Work instructions> Arrange every line of the material below as a Markdown table with the columns "No." and "Entry," numbering the rows and skipping blank lines. Leave the pictures out of the table.

Records of labeled points>
"""

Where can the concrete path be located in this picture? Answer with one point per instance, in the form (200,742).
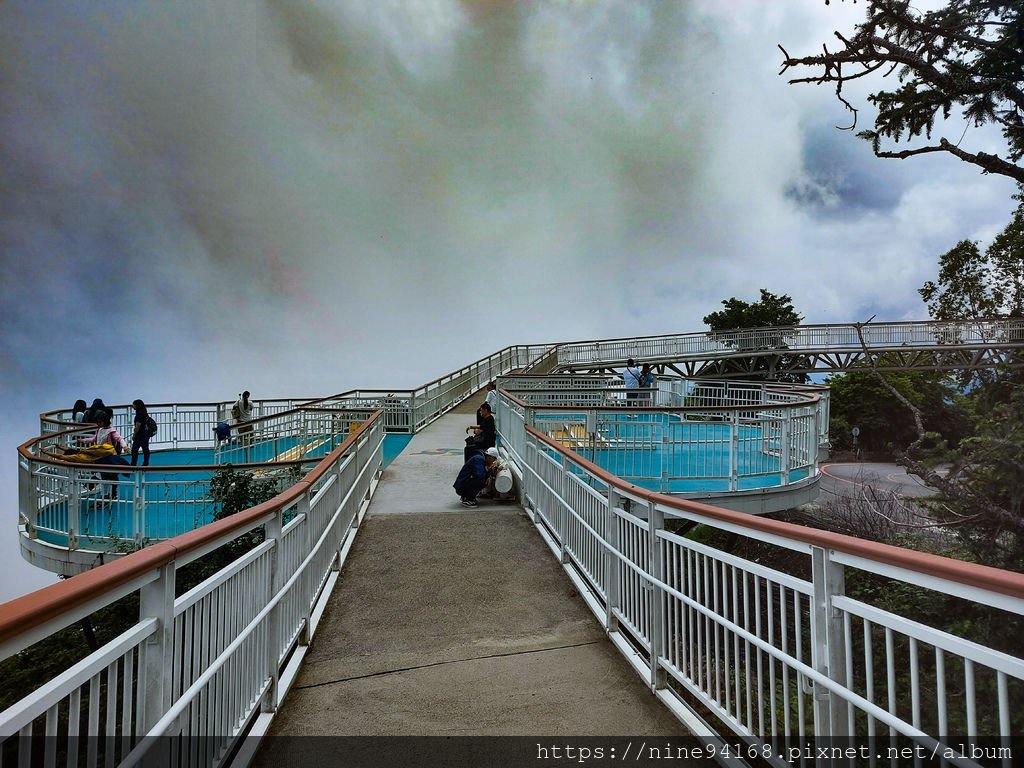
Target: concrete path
(454,622)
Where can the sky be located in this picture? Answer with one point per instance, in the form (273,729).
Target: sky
(304,197)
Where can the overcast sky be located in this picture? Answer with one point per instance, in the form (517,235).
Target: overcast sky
(302,197)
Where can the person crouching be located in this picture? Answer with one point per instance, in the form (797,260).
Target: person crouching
(473,476)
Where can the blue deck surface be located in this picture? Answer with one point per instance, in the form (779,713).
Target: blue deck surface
(676,457)
(169,508)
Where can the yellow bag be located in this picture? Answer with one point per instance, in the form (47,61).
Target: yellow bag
(91,453)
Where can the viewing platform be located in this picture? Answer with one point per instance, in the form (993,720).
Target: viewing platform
(450,622)
(632,585)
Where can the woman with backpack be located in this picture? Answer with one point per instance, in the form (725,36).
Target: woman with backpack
(144,428)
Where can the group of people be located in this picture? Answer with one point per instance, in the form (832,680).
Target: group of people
(637,378)
(242,413)
(482,463)
(107,445)
(143,427)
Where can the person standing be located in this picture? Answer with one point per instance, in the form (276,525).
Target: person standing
(91,415)
(105,434)
(140,433)
(242,411)
(631,379)
(647,382)
(484,432)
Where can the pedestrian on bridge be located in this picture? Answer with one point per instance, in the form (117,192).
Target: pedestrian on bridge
(631,380)
(473,476)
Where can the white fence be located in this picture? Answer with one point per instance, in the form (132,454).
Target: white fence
(680,436)
(781,656)
(91,510)
(839,339)
(201,670)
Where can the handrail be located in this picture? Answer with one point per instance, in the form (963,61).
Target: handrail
(971,574)
(26,612)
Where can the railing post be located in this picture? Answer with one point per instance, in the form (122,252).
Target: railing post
(563,515)
(784,453)
(74,507)
(157,601)
(273,529)
(306,580)
(827,643)
(655,568)
(734,451)
(612,565)
(138,507)
(29,499)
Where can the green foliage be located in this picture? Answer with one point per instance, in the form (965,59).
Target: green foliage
(967,56)
(974,285)
(232,492)
(770,311)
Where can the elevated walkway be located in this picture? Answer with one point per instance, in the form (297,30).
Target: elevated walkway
(454,622)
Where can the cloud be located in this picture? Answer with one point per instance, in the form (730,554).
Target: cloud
(303,197)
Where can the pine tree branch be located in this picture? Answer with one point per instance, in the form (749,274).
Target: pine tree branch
(988,163)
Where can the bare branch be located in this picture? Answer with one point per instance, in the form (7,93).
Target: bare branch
(932,478)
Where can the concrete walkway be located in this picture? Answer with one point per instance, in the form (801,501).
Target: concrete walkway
(454,622)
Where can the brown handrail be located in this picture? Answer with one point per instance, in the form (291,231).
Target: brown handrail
(28,611)
(971,574)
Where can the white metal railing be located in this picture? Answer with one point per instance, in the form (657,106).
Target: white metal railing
(198,672)
(411,410)
(800,339)
(100,509)
(681,436)
(779,656)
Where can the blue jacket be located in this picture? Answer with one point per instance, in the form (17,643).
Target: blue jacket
(473,473)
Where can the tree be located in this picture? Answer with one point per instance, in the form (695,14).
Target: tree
(967,55)
(742,325)
(971,284)
(858,398)
(770,311)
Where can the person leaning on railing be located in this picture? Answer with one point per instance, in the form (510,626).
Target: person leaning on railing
(104,446)
(484,433)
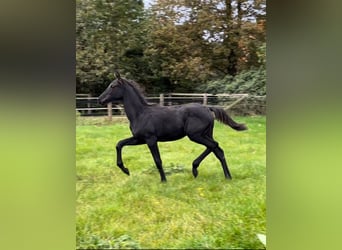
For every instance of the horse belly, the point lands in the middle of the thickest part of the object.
(170, 130)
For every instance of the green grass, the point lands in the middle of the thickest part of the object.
(138, 211)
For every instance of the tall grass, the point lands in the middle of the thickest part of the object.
(138, 211)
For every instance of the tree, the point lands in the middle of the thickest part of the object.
(194, 41)
(108, 35)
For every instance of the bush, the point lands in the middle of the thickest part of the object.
(252, 81)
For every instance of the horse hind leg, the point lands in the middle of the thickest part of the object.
(198, 161)
(119, 146)
(212, 146)
(153, 146)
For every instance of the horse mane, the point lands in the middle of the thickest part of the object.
(138, 90)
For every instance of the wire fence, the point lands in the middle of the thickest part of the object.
(236, 104)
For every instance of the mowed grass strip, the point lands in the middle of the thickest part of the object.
(206, 212)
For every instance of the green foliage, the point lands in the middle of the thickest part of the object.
(251, 81)
(174, 46)
(185, 213)
(95, 242)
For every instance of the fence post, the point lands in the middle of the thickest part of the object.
(161, 99)
(205, 99)
(88, 104)
(109, 107)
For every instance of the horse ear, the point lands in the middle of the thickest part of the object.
(117, 74)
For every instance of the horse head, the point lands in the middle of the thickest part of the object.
(114, 91)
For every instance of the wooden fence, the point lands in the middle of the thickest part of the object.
(242, 104)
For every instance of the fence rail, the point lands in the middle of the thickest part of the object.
(241, 104)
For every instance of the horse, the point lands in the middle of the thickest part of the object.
(152, 123)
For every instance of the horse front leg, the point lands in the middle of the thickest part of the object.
(153, 146)
(119, 146)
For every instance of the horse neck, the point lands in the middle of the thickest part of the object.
(134, 103)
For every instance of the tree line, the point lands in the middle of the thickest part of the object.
(174, 46)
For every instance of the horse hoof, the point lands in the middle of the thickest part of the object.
(194, 172)
(125, 170)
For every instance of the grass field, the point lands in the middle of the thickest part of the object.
(114, 210)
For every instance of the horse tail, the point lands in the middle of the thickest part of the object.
(223, 117)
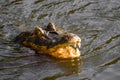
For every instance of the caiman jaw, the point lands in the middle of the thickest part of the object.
(66, 45)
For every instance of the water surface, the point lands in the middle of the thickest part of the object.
(97, 22)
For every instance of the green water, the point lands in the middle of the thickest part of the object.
(97, 22)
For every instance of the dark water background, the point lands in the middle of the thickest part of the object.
(97, 22)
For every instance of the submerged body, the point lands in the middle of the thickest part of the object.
(51, 41)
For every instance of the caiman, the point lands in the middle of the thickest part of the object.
(51, 41)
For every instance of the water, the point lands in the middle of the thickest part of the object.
(97, 22)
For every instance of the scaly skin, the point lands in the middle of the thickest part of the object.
(51, 41)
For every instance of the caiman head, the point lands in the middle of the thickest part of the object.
(51, 41)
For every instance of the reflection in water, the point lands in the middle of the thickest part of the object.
(96, 22)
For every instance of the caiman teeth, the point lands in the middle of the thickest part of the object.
(76, 47)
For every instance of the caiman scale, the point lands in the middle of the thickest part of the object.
(51, 41)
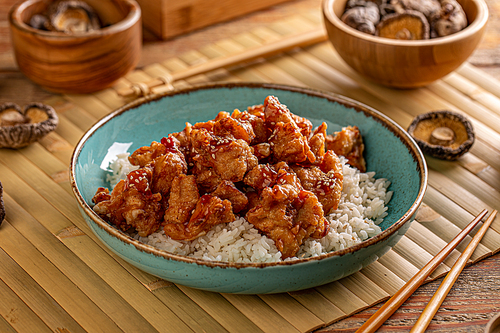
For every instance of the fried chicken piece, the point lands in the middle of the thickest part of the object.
(289, 145)
(131, 203)
(288, 214)
(206, 177)
(348, 143)
(227, 190)
(230, 158)
(325, 180)
(165, 169)
(317, 141)
(262, 150)
(255, 116)
(275, 112)
(145, 155)
(239, 129)
(209, 211)
(183, 198)
(260, 177)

"""

Solution to this exercise>
| No. | Entry |
|---|---|
| 1 | Where can the concrete path be located in this picture? Answer with one point per instance, in the form (200,742). |
| 2 | Target: concrete path |
| 3 | (454,622) |
| 4 | Where can the sky be located in this picture? Answer with one point per instance, in the form (273,729). |
| 5 | Target: sky |
| 6 | (304,197) |
| 7 | Where can the overcast sky be located in this picture? Answer with one point per instance, in the form (517,235). |
| 8 | Target: overcast sky |
| 9 | (302,197) |
| 10 | Where can the person crouching be located in this picture? Answer with one point per instance, in the form (797,260). |
| 11 | Target: person crouching |
| 12 | (473,476) |
| 13 | Where can the blue deck surface be located in this picture? Answer with one point per instance, in the form (779,713). |
| 14 | Target: blue deck surface |
| 15 | (676,457) |
| 16 | (169,508) |
| 17 | Where can the yellow bag be located in this picture? Answer with one point per instance, in the form (47,61). |
| 18 | Target: yellow bag |
| 19 | (91,453) |
| 20 | Where can the viewing platform be located in this picture? Answer with one point per instance, in the form (993,720). |
| 21 | Target: viewing platform |
| 22 | (450,622) |
| 23 | (632,585) |
| 24 | Where can the woman with backpack be located in this picture? Answer with one point per instance, in the form (725,36). |
| 25 | Target: woman with backpack |
| 26 | (144,428) |
| 27 | Where can the group of people be located in this picture? Answer with one point per instance, in the form (832,680). |
| 28 | Target: group of people |
| 29 | (637,378) |
| 30 | (242,413) |
| 31 | (482,463) |
| 32 | (107,445) |
| 33 | (143,427) |
| 34 | Where can the person standing be located in this picture? Answer with one point per instance, in the form (276,525). |
| 35 | Target: person standing |
| 36 | (91,415) |
| 37 | (105,434) |
| 38 | (140,433) |
| 39 | (242,411) |
| 40 | (631,379) |
| 41 | (647,382) |
| 42 | (484,432) |
| 43 | Where can the pedestrian on bridge be located in this picture? Answer with one point per instance, in the form (117,192). |
| 44 | Target: pedestrian on bridge |
| 45 | (631,380) |
| 46 | (473,476) |
| 47 | Where can the white fence be located in this picture? Answer with one point per instance, in the form (132,454). |
| 48 | Target: white fence |
| 49 | (680,436) |
| 50 | (781,656) |
| 51 | (91,510) |
| 52 | (839,339) |
| 53 | (201,670) |
| 54 | Where can the handrail be located in this picture? Answer with one point per instance, in the form (963,61). |
| 55 | Target: handrail |
| 56 | (971,574) |
| 57 | (26,612) |
| 58 | Where can the railing post be located in this picture? Answer with one point per instance, in the form (122,252). |
| 59 | Target: railing post |
| 60 | (563,515) |
| 61 | (784,453) |
| 62 | (74,507) |
| 63 | (157,601) |
| 64 | (273,529) |
| 65 | (306,580) |
| 66 | (827,643) |
| 67 | (655,568) |
| 68 | (734,451) |
| 69 | (612,565) |
| 70 | (138,507) |
| 71 | (29,499) |
| 72 | Where can the green foliage be located in this picture? Answer with one point per instance, in the form (965,59). |
| 73 | Target: green foliage |
| 74 | (967,56) |
| 75 | (974,285) |
| 76 | (232,492) |
| 77 | (770,311) |
| 78 | Where can the elevated walkway be located in this picture? Answer with one point per instance, in the form (297,30). |
| 79 | Target: elevated walkway |
| 80 | (454,622) |
| 81 | Where can the cloud be located in this picture? Answer with one point per instance, in the form (730,554). |
| 82 | Target: cloud |
| 83 | (303,197) |
| 84 | Where can the pine tree branch be located in this picture? Answer with one point per instance, in the form (749,274). |
| 85 | Target: pine tree branch |
| 86 | (988,163) |
| 87 | Where can the bare branch be located in this picture? Answer with one point per instance, in the form (7,93). |
| 88 | Target: bare branch |
| 89 | (932,478) |
| 90 | Where can the concrete walkway be located in this picture? Answer with one point per instance, in the form (801,501). |
| 91 | Target: concrete walkway |
| 92 | (454,622) |
| 93 | Where can the brown handrail be located in this picture? Answer with one point per instance, in the form (291,231). |
| 94 | Target: brown handrail |
| 95 | (28,611) |
| 96 | (971,574) |
| 97 | Where can the white metal railing be located in this picture? Answer with one point per instance, in the form (657,106). |
| 98 | Target: white metal railing |
| 99 | (198,672) |
| 100 | (411,410) |
| 101 | (800,339) |
| 102 | (100,509) |
| 103 | (681,436) |
| 104 | (779,656) |
| 105 | Where can the blue jacket be located in this picture? Answer with one point per instance, in the form (17,643). |
| 106 | Target: blue jacket |
| 107 | (473,473) |
| 108 | Where can the tree be located in this picture? Answer with one point per instance, in the form (695,14). |
| 109 | Target: tree |
| 110 | (967,55) |
| 111 | (742,325) |
| 112 | (971,284) |
| 113 | (858,398) |
| 114 | (770,311) |
| 115 | Where can the person leaning on railing be located in this picture? Answer with one point per instance, in the form (510,626). |
| 116 | Target: person leaning on railing |
| 117 | (104,446) |
| 118 | (484,433) |
| 119 | For every instance of the horse belly, the point lands in the middle of the thickest part of the object. |
| 120 | (170, 130) |
| 121 | For every instance of the green grass, the point lands in the middle of the thickest part of the object. |
| 122 | (138, 211) |
| 123 | For every instance of the tall grass, the point lands in the middle of the thickest part of the object. |
| 124 | (138, 211) |
| 125 | For every instance of the tree, the point lands in the middle of the thickest part of the object. |
| 126 | (194, 41) |
| 127 | (108, 35) |
| 128 | For every instance of the bush, the point lands in the middle of the thickest part of the object. |
| 129 | (252, 81) |
| 130 | For every instance of the horse hind leg, the point lands in the middle of the thickest part of the object. |
| 131 | (198, 161) |
| 132 | (119, 146) |
| 133 | (212, 146) |
| 134 | (153, 146) |
| 135 | For every instance of the horse mane, the point lands in the middle of the thickest part of the object. |
| 136 | (138, 90) |
| 137 | For every instance of the wire fence, the point lands in the middle of the thickest part of the object. |
| 138 | (236, 104) |
| 139 | For every instance of the mowed grass strip, the point lands in the middle of the thickest part of the object. |
| 140 | (206, 212) |
| 141 | For every instance of the green foliage, the point lands in the middle of the thickest part of the object. |
| 142 | (251, 81) |
| 143 | (174, 46) |
| 144 | (185, 213) |
| 145 | (95, 242) |
| 146 | For every instance of the fence post, the point lands in the middle of the thickest part of the object. |
| 147 | (161, 99) |
| 148 | (205, 99) |
| 149 | (88, 104) |
| 150 | (109, 107) |
| 151 | For every instance of the horse ear, the point lands in the middle of the thickest part of the object. |
| 152 | (117, 74) |
| 153 | For every instance of the horse head, the point lands in the middle of the thickest part of the object. |
| 154 | (114, 91) |
| 155 | For every instance of the wooden fence, the point lands in the middle of the thickest part of the object. |
| 156 | (242, 104) |
| 157 | For every instance of the fence rail, the point lands in the middle of the thickest part of the object. |
| 158 | (241, 104) |
| 159 | For every instance of the horse, the point lands in the middle of the thickest part of the object. |
| 160 | (152, 123) |
| 161 | For every instance of the horse front leg, the point lands in the middle of the thickest part of the object. |
| 162 | (153, 146) |
| 163 | (119, 146) |
| 164 | For every instance of the horse neck, the point lands in the middle of the thickest part of the object. |
| 165 | (134, 103) |
| 166 | For every instance of the tree line, the point lands in the middle of the thickest part of the object. |
| 167 | (174, 46) |
| 168 | For every instance of the horse hoof, the point lands in the middle of the thickest part of the object. |
| 169 | (194, 172) |
| 170 | (125, 170) |
| 171 | For every instance of the grass field, the point lands in the middle of the thickest part of the object. |
| 172 | (114, 210) |
| 173 | For every instance of the horse tail, the point lands in the middle of the thickest part of the object. |
| 174 | (223, 117) |
| 175 | For every instance of the caiman jaw, the point lands in the middle of the thickest part of the object. |
| 176 | (66, 45) |
| 177 | For every instance of the water surface, the point lands in the middle of the thickest part of the object. |
| 178 | (97, 22) |
| 179 | For every instance of the green water, the point lands in the middle of the thickest part of the object. |
| 180 | (97, 22) |
| 181 | For every instance of the dark water background, the point lands in the middle of the thickest part of the object. |
| 182 | (97, 22) |
| 183 | For every instance of the submerged body, the point lands in the middle of the thickest part of the object. |
| 184 | (51, 41) |
| 185 | For every instance of the caiman, the point lands in the middle of the thickest part of the object. |
| 186 | (51, 41) |
| 187 | For every instance of the water, the point lands in the middle of the thickest part of the object. |
| 188 | (97, 22) |
| 189 | For every instance of the scaly skin, the point lands in the middle of the thickest part of the object. |
| 190 | (51, 41) |
| 191 | For every instance of the caiman head, the point lands in the middle of the thickest part of the object. |
| 192 | (51, 41) |
| 193 | For every instance of the reflection in water, the point lands in the middle of the thickest part of the object. |
| 194 | (96, 22) |
| 195 | For every instance of the caiman teeth, the point lands in the middle of the thickest part of the object. |
| 196 | (76, 47) |
| 197 | For every instance of the caiman scale, the point lands in the middle of the thickest part of the object. |
| 198 | (51, 41) |
| 199 | For every instance of the fried chicken piece, the point lands in the middle of the thickest part of the object. |
| 200 | (289, 145) |
| 201 | (131, 203) |
| 202 | (288, 214) |
| 203 | (206, 177) |
| 204 | (348, 143) |
| 205 | (227, 190) |
| 206 | (230, 158) |
| 207 | (325, 180) |
| 208 | (165, 169) |
| 209 | (317, 141) |
| 210 | (262, 150) |
| 211 | (255, 116) |
| 212 | (275, 112) |
| 213 | (145, 155) |
| 214 | (239, 129) |
| 215 | (209, 211) |
| 216 | (183, 198) |
| 217 | (260, 177) |